_GIVEN TASK_
Copy every line of the records below, requests included, but shift each pixel coordinate in the answers by adding 6 to both of its numbers. Leave the pictures out of your copy.

--------------------------------

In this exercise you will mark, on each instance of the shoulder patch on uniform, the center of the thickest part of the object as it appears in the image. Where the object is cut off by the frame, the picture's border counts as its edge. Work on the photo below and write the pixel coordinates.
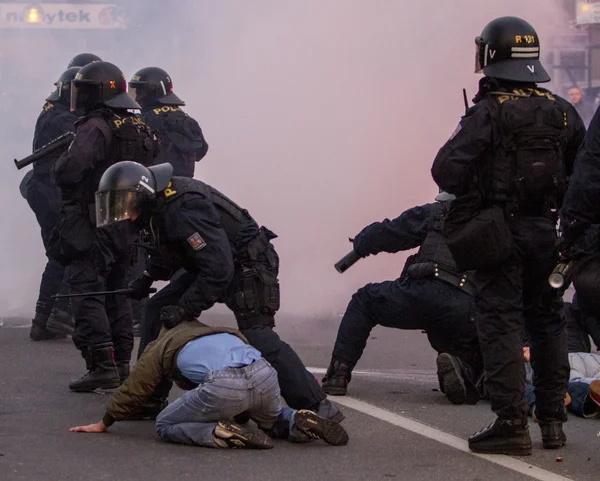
(456, 131)
(196, 241)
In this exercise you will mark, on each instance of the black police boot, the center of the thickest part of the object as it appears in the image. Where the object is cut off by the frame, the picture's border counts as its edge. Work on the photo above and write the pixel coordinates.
(61, 321)
(102, 370)
(337, 378)
(40, 332)
(123, 370)
(149, 410)
(327, 410)
(553, 436)
(504, 436)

--------------------------------

_ANSWER TO THIS EXERCISE_
In this exercise you will mark, on each instance of the shoulder patch on uniform, the center of the thickest part of the object as it appears in the image. Where the object is cut off by the frame, the picture's border counts as its edge. Work on the photo below and write the pixel coordinates.
(462, 137)
(202, 247)
In this exercise you will mark, on each instance of the black police boot, the center of the thickest part of the object as it appears in the image. Where the object is cut off by the frame, the picture's border counts as its edge. Work on the photo above and write the pixel coordinates.
(67, 327)
(108, 376)
(343, 384)
(46, 338)
(129, 376)
(155, 416)
(333, 416)
(559, 442)
(510, 442)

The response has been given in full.